[Recorded information]:
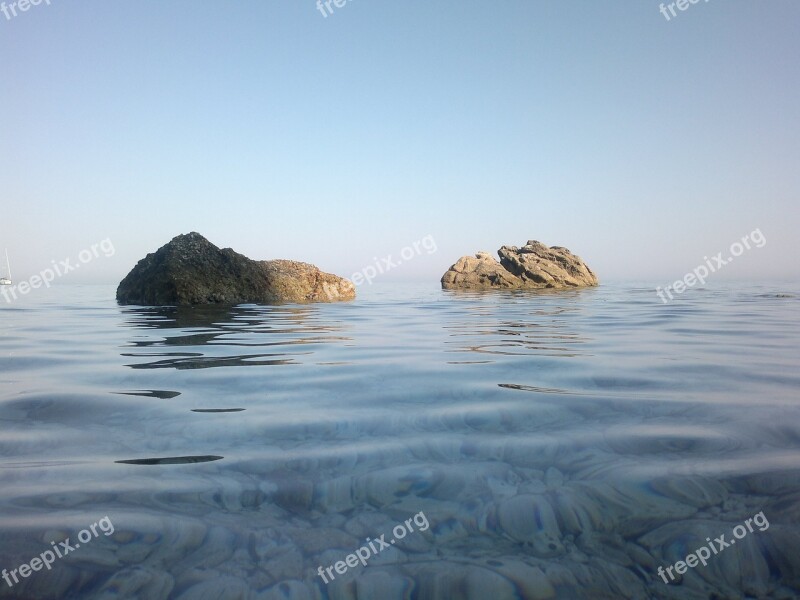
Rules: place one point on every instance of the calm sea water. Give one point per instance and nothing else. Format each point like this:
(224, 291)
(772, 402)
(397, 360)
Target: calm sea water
(527, 445)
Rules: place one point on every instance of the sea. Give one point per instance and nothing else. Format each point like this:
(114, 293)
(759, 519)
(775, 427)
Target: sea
(413, 444)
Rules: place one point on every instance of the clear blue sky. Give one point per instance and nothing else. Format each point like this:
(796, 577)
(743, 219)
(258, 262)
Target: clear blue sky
(639, 143)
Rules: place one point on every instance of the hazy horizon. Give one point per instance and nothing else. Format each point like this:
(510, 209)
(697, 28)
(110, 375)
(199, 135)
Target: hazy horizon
(642, 145)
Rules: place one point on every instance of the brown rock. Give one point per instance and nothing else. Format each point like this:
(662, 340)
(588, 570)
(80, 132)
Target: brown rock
(534, 266)
(191, 270)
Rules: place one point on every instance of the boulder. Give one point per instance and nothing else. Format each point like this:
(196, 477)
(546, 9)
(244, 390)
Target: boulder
(191, 270)
(534, 266)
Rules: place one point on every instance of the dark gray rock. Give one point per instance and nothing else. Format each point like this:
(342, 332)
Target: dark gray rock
(191, 270)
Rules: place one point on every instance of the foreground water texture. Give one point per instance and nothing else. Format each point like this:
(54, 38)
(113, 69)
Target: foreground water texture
(558, 445)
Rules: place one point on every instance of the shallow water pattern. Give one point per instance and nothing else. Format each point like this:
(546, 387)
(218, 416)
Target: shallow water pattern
(560, 445)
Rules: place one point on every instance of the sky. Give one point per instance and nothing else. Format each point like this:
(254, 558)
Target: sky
(642, 144)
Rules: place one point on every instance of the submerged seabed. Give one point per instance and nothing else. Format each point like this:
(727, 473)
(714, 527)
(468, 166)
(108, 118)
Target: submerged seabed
(558, 445)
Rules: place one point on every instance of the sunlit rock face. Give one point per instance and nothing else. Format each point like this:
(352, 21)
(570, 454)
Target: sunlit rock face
(190, 270)
(534, 266)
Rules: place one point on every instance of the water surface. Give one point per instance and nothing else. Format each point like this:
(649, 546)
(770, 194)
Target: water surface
(558, 445)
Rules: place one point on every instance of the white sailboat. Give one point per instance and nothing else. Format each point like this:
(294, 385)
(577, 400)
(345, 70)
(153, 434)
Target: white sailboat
(6, 280)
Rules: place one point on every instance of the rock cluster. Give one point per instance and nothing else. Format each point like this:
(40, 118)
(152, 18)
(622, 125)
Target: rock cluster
(191, 270)
(533, 266)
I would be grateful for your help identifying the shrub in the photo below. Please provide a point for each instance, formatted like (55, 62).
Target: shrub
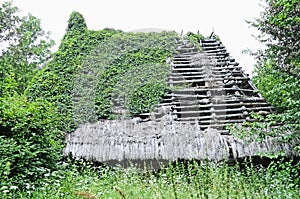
(30, 142)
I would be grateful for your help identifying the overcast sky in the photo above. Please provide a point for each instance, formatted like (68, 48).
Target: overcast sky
(226, 18)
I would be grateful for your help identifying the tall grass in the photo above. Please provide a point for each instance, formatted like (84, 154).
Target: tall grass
(192, 180)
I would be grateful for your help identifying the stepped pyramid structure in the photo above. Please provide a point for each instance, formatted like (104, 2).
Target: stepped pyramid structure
(213, 89)
(210, 92)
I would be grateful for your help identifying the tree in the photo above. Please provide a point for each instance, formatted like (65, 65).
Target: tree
(24, 47)
(30, 142)
(278, 67)
(280, 25)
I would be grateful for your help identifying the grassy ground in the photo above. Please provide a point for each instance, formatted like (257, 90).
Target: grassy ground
(205, 180)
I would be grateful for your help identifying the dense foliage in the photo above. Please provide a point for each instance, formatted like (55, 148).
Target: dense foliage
(24, 48)
(277, 71)
(119, 57)
(55, 82)
(193, 180)
(30, 143)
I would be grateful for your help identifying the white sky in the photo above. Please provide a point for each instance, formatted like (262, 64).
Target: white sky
(226, 18)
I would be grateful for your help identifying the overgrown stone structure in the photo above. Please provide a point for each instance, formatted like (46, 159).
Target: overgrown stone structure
(215, 90)
(211, 91)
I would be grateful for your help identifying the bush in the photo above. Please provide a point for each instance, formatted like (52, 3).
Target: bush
(30, 142)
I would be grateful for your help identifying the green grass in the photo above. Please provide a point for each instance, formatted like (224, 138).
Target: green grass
(205, 180)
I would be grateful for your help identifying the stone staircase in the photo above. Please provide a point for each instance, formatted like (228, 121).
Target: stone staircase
(210, 89)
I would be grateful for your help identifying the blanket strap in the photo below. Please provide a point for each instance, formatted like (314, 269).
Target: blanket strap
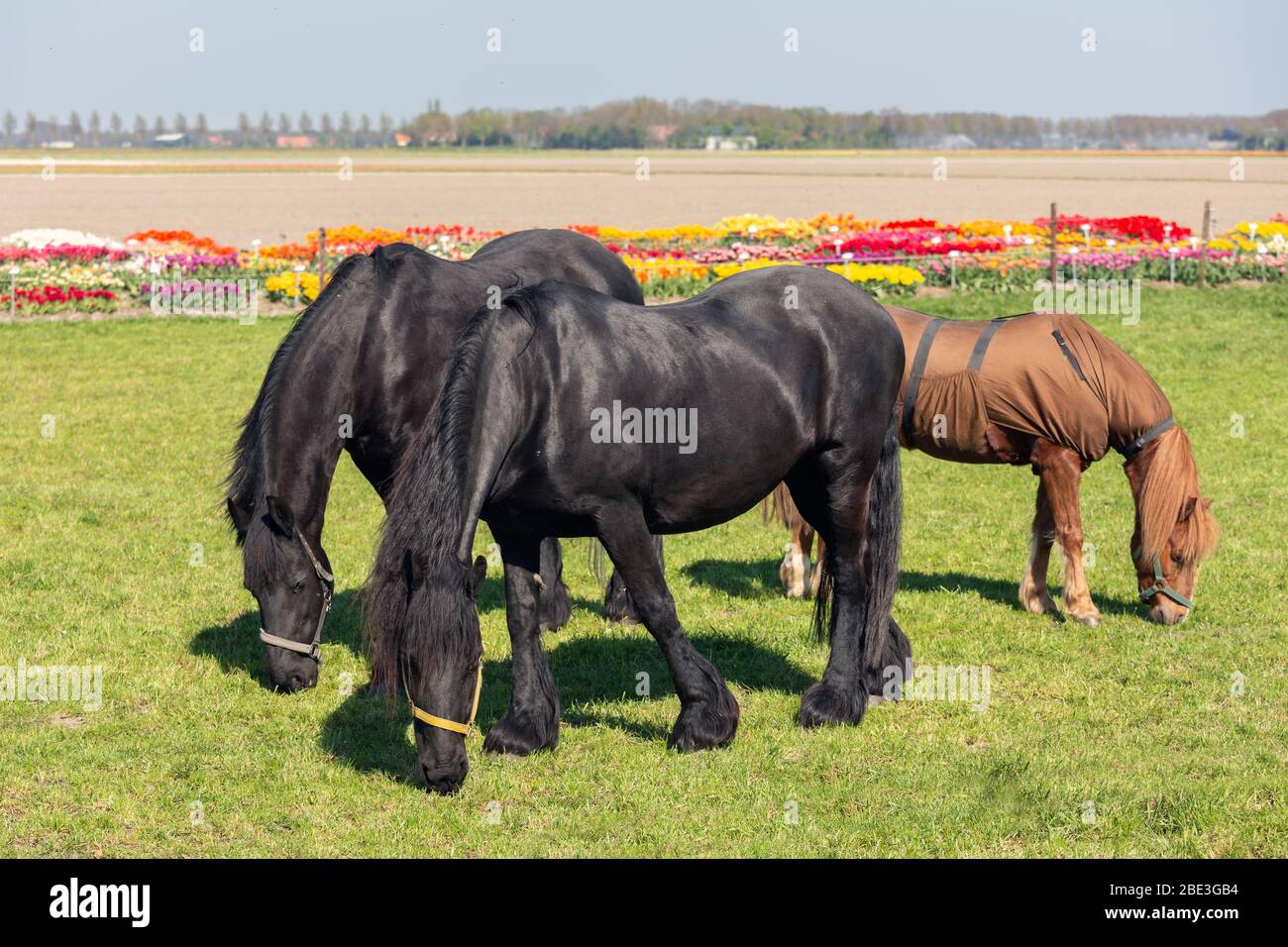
(918, 368)
(1136, 446)
(977, 356)
(1068, 355)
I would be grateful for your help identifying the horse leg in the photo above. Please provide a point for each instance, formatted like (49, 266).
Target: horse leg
(618, 604)
(708, 712)
(1060, 472)
(866, 643)
(532, 720)
(797, 561)
(555, 604)
(816, 579)
(1034, 594)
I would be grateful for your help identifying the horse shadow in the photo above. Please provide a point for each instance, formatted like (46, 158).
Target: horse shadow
(593, 676)
(236, 644)
(735, 579)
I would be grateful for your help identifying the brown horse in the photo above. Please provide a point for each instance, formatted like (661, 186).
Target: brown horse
(1051, 392)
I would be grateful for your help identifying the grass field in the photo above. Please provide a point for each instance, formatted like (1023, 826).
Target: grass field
(1126, 740)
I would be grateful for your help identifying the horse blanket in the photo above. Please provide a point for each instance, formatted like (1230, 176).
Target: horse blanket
(1048, 375)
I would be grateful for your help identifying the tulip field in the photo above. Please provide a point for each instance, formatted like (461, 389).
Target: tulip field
(50, 272)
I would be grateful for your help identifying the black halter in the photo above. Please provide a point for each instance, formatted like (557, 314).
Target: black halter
(314, 647)
(1159, 586)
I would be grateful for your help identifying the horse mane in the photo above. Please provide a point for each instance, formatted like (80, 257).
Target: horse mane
(1170, 482)
(425, 518)
(245, 480)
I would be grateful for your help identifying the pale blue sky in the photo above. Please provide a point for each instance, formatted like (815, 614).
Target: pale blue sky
(1000, 55)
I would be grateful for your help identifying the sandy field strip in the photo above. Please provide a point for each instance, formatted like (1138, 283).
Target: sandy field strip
(248, 196)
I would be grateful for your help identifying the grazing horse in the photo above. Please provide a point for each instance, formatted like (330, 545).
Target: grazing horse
(572, 414)
(1051, 392)
(359, 372)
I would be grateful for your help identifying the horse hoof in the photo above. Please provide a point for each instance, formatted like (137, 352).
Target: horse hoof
(520, 735)
(702, 727)
(823, 705)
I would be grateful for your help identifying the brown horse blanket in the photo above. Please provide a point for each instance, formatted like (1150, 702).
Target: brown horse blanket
(1048, 375)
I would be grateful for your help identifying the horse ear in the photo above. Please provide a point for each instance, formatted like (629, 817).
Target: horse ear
(240, 517)
(477, 574)
(413, 577)
(279, 515)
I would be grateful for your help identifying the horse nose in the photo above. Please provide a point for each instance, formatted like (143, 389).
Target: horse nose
(443, 783)
(295, 681)
(1168, 615)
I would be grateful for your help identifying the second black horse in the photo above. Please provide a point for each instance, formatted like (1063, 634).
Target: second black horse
(568, 412)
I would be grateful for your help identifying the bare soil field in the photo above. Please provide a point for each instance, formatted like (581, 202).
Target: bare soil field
(273, 197)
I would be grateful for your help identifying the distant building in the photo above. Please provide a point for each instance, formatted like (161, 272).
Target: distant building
(661, 133)
(730, 142)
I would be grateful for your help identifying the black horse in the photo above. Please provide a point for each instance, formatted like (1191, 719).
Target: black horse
(571, 414)
(360, 371)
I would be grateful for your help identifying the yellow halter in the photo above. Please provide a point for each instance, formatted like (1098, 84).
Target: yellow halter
(443, 723)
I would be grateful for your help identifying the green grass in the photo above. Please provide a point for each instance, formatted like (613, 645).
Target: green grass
(97, 527)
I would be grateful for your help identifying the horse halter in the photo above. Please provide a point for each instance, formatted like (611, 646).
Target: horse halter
(442, 722)
(1162, 586)
(1159, 585)
(314, 647)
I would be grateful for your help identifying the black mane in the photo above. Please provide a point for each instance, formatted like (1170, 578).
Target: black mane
(245, 480)
(426, 514)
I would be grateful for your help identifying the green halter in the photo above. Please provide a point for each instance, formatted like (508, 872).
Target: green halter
(1162, 586)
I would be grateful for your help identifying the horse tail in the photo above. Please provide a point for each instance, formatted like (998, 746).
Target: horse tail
(881, 560)
(780, 506)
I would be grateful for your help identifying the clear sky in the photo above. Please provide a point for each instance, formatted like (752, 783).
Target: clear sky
(370, 55)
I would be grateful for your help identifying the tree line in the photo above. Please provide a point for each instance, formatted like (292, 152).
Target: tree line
(647, 123)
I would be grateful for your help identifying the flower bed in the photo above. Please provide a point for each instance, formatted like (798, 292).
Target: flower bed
(67, 270)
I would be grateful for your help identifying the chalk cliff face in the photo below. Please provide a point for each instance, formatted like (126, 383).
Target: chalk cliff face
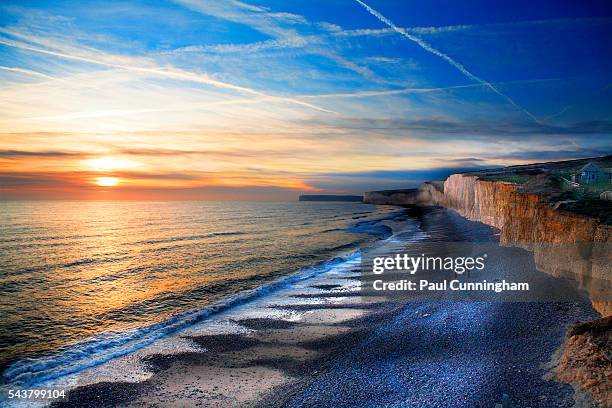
(564, 244)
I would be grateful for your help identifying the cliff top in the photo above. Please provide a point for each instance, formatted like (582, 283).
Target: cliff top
(554, 181)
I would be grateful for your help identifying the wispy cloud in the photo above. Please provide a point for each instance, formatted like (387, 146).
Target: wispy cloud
(166, 72)
(445, 57)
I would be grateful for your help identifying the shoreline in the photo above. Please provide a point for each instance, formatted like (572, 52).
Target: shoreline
(341, 346)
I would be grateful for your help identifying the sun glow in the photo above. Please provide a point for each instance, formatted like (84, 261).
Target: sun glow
(107, 181)
(110, 164)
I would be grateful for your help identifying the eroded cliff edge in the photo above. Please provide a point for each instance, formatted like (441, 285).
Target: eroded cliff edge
(565, 244)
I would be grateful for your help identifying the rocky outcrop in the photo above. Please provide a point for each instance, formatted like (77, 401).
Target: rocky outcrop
(428, 193)
(565, 244)
(585, 359)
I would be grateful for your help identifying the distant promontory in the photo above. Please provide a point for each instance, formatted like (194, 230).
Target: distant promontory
(330, 197)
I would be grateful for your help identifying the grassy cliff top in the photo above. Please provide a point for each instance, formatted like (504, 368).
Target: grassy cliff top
(552, 180)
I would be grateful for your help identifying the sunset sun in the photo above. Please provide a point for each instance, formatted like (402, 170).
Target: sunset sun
(107, 181)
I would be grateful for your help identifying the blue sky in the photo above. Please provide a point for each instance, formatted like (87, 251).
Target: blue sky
(279, 97)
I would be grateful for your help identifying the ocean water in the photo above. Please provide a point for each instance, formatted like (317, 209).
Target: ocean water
(84, 282)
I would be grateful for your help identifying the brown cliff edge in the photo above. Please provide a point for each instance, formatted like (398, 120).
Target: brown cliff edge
(567, 226)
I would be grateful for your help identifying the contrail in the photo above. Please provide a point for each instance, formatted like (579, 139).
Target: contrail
(172, 73)
(27, 72)
(445, 57)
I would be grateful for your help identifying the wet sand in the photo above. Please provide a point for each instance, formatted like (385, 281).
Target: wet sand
(333, 347)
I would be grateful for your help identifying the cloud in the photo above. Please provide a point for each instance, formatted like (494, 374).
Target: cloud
(150, 69)
(445, 57)
(49, 153)
(27, 72)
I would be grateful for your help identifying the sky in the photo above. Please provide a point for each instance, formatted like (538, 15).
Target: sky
(265, 100)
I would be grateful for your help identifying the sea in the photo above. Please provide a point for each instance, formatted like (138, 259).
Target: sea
(84, 282)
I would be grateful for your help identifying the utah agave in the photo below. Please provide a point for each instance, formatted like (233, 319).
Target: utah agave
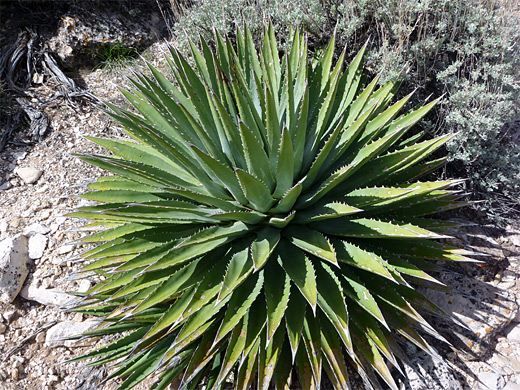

[Description of the task]: Return every line above in which the string "agave" occurs.

[Expected answer]:
I would be grateful for your help identifying the utah agave in the photo below. Please provide a point for each instance, formatted like (233, 319).
Target: utah agave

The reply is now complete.